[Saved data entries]
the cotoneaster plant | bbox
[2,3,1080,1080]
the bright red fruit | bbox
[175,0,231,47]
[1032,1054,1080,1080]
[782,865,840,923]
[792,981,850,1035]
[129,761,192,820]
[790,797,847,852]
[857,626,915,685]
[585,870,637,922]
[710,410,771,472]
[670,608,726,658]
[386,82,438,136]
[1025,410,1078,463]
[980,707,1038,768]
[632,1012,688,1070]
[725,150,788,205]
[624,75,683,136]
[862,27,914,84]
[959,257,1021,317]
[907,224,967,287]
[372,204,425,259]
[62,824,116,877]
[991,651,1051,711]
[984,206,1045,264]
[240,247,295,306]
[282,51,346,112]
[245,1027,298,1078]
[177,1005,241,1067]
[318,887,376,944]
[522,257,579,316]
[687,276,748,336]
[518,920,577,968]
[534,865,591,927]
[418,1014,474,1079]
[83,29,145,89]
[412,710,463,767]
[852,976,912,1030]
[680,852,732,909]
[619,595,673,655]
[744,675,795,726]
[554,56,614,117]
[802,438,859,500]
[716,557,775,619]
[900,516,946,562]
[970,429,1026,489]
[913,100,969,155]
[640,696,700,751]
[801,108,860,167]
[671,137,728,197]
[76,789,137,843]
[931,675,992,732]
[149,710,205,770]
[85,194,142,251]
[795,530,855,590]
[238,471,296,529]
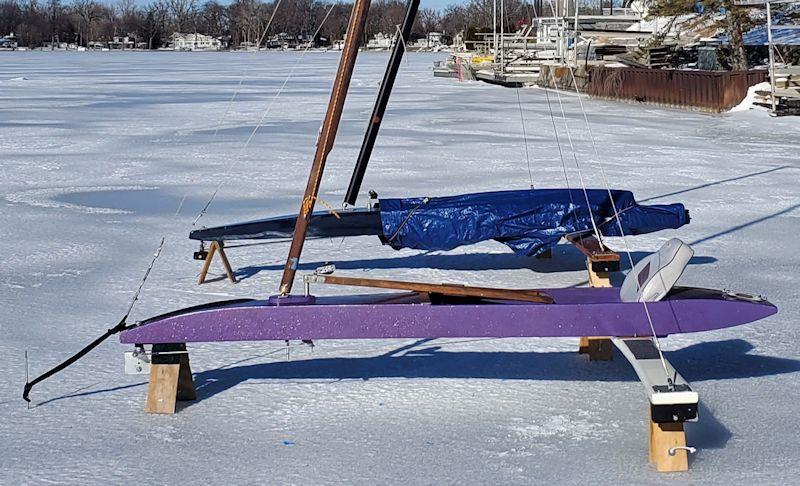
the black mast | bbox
[343,0,421,207]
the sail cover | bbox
[379,189,689,256]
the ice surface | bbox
[0,51,798,484]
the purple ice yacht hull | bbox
[120,287,776,345]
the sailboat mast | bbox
[344,0,421,207]
[279,0,372,295]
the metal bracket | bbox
[124,347,150,375]
[613,337,699,423]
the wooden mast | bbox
[279,0,372,295]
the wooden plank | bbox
[566,232,620,262]
[146,364,180,414]
[312,274,554,304]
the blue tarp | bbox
[379,189,689,256]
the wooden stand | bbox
[578,336,614,361]
[145,343,196,414]
[650,417,689,472]
[570,233,618,361]
[197,241,237,285]
[613,337,696,473]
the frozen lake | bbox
[1,51,798,484]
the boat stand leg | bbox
[650,415,689,472]
[613,337,697,472]
[578,336,614,361]
[586,256,612,288]
[145,344,195,414]
[580,257,613,360]
[197,241,237,285]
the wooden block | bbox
[650,418,689,472]
[587,257,612,288]
[578,336,613,361]
[579,255,613,360]
[146,364,180,414]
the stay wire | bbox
[515,88,534,188]
[22,2,338,402]
[534,0,670,383]
[193,1,340,227]
[546,66,603,244]
[211,0,286,140]
[565,66,672,381]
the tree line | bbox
[0,0,542,49]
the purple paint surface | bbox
[120,287,776,344]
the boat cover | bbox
[379,189,688,256]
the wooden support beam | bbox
[305,274,554,304]
[145,344,196,414]
[579,246,613,360]
[650,415,689,472]
[146,364,179,414]
[567,232,620,274]
[578,336,614,360]
[198,241,236,285]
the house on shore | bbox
[169,33,222,51]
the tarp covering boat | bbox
[379,189,689,256]
[190,188,689,256]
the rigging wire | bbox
[211,0,286,140]
[545,67,603,244]
[525,0,600,243]
[193,1,341,227]
[564,66,673,381]
[542,85,579,226]
[21,3,341,402]
[515,88,535,188]
[536,0,672,383]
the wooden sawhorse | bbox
[144,343,197,414]
[196,241,237,285]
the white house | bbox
[367,32,395,50]
[0,32,18,50]
[169,33,222,51]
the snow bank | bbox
[729,81,771,112]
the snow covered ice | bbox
[1,51,798,484]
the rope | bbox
[394,24,409,64]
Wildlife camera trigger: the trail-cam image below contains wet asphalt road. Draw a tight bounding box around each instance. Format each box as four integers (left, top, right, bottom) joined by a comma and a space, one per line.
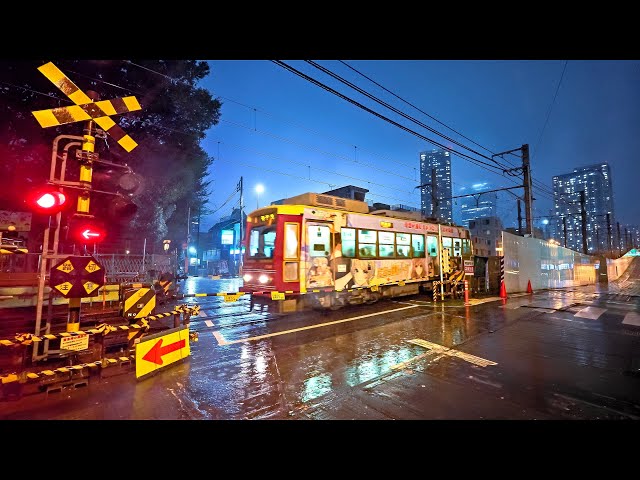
1, 274, 639, 420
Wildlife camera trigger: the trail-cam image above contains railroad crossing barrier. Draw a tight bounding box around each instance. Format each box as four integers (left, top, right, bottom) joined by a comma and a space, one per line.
0, 304, 200, 397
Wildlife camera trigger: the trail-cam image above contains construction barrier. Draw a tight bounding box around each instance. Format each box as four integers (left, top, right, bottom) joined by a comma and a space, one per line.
502, 231, 597, 293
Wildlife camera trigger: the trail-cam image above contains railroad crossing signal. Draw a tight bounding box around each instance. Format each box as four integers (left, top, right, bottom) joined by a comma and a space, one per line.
50, 255, 106, 298
31, 62, 141, 152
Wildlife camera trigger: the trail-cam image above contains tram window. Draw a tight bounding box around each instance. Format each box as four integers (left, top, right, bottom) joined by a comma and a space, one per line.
249, 226, 276, 258
358, 229, 377, 258
396, 245, 410, 257
396, 233, 410, 245
359, 244, 376, 258
412, 234, 426, 258
462, 238, 471, 255
426, 235, 438, 257
308, 225, 331, 257
453, 238, 462, 257
380, 244, 395, 257
379, 231, 394, 257
358, 229, 377, 244
442, 237, 452, 248
341, 228, 356, 258
284, 223, 299, 259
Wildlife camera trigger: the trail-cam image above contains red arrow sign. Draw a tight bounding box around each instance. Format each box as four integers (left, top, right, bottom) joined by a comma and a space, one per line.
82, 229, 100, 240
142, 338, 186, 365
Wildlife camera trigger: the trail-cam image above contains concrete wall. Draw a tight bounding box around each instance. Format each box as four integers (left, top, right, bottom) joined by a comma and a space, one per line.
606, 255, 634, 281
502, 232, 598, 293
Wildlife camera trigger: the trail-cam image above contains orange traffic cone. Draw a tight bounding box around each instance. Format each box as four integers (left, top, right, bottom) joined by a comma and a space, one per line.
527, 280, 533, 294
500, 281, 508, 299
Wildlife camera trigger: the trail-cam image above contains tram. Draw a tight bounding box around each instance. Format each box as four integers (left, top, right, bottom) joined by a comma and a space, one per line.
240, 192, 473, 311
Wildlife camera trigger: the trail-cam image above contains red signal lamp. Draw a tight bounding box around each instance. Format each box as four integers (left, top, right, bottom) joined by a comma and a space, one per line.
27, 187, 68, 215
67, 215, 106, 244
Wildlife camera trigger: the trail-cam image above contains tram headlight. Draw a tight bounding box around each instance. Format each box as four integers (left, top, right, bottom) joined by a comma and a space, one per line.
258, 274, 269, 284
243, 274, 252, 282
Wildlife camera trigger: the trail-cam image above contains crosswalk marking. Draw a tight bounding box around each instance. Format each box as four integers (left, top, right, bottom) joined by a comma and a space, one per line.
574, 306, 606, 320
406, 338, 497, 367
198, 310, 208, 317
622, 312, 640, 326
204, 320, 214, 328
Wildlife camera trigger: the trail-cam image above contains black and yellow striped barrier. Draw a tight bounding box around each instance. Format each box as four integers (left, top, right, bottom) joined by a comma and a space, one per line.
0, 356, 135, 384
0, 305, 200, 347
32, 62, 141, 152
0, 246, 28, 254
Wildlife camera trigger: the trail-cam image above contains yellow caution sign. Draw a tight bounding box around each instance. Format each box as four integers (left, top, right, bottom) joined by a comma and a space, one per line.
136, 326, 190, 378
85, 260, 101, 273
83, 281, 99, 295
122, 287, 156, 319
56, 260, 74, 273
54, 281, 74, 295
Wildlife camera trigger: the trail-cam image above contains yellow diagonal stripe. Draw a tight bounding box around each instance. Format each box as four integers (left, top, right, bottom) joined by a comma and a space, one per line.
123, 96, 142, 111
94, 100, 117, 116
32, 109, 60, 128
38, 62, 92, 104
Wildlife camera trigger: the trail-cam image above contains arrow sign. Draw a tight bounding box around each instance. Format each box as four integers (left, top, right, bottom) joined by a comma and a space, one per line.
142, 338, 186, 365
82, 229, 100, 240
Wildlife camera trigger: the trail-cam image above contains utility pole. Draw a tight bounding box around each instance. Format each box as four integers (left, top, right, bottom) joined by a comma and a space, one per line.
580, 191, 588, 254
185, 205, 191, 275
517, 199, 523, 236
239, 176, 244, 273
522, 144, 533, 237
606, 213, 612, 257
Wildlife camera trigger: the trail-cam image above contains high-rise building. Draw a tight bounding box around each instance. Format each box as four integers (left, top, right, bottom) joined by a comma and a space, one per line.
419, 149, 452, 223
457, 182, 497, 227
552, 163, 615, 254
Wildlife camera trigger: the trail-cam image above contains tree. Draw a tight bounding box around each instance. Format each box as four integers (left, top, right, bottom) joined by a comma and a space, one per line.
0, 59, 221, 252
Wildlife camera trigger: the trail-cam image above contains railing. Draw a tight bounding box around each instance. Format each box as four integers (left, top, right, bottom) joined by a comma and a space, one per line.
0, 253, 176, 284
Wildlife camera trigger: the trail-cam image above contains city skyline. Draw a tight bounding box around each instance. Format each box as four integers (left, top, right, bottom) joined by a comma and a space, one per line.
198, 60, 640, 237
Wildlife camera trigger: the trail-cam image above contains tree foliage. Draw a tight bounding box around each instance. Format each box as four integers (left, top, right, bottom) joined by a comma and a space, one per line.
0, 59, 221, 251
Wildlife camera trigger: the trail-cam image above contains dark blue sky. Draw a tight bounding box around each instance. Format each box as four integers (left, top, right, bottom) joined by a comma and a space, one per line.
198, 60, 640, 232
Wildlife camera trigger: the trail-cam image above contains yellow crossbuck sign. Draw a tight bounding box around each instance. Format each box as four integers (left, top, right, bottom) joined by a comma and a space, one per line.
31, 62, 141, 152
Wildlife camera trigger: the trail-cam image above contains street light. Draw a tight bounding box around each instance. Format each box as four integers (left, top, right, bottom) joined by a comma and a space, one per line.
255, 184, 264, 210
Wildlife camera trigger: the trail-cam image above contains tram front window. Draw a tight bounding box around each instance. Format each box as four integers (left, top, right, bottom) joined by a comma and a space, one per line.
249, 226, 276, 258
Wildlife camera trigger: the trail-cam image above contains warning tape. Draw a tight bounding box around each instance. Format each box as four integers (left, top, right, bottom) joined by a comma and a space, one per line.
0, 305, 200, 347
0, 355, 135, 384
177, 292, 247, 298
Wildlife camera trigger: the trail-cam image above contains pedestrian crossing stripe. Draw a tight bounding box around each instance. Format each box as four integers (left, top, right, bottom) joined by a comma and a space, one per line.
32, 62, 141, 152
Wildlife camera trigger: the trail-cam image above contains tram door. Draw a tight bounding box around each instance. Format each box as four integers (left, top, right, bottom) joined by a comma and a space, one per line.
306, 223, 333, 289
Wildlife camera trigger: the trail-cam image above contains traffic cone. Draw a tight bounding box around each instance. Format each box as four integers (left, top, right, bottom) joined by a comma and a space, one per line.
527, 279, 533, 294
500, 281, 508, 299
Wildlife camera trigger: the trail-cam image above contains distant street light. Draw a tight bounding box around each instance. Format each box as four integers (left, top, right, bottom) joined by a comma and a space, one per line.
255, 184, 264, 209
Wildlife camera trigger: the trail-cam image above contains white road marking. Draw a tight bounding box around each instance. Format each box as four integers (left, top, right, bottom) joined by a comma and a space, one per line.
204, 320, 214, 328
622, 312, 640, 326
211, 305, 420, 346
574, 306, 607, 320
406, 338, 497, 367
198, 310, 208, 317
213, 331, 227, 345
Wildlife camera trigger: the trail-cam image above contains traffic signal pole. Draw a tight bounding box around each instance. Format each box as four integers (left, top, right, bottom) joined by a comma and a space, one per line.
67, 111, 98, 333
34, 135, 83, 361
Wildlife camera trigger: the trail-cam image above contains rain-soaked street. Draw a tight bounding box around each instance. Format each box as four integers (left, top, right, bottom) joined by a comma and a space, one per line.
1, 268, 640, 420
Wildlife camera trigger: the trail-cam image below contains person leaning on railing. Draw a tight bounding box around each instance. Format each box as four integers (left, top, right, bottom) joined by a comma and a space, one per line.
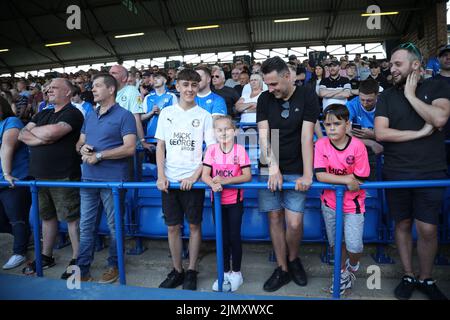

## WHAT YOU WILL DO
Leaving the pictures out, copy exactly the lines from the line that contains "contains traffic signal" to the last line of the data, both ends included.

## ANSWER AREA
Wildlife camera trigger: the trail-cam image above contains traffic signal pole. Draw a tight bounding box around each instance. Format each box as four integers (left, top, right, bottom) joined by a comma and a space, one per line.
67, 111, 98, 333
34, 135, 83, 361
Wildlife camera trigger: the trail-cam image above contains rain-soaked street. Draw a tight bounding box around each instance. Format each box as four integers (left, top, right, bottom) joined by a comma and a space, one per line.
1, 268, 640, 420
Wildlife camera trigger: the trail-cam image below contains person leaning on railing. Draw a tight bounding box around each instance. Format each box as four integers (left, top, right, bottom) joined by a comma and a space, one per line.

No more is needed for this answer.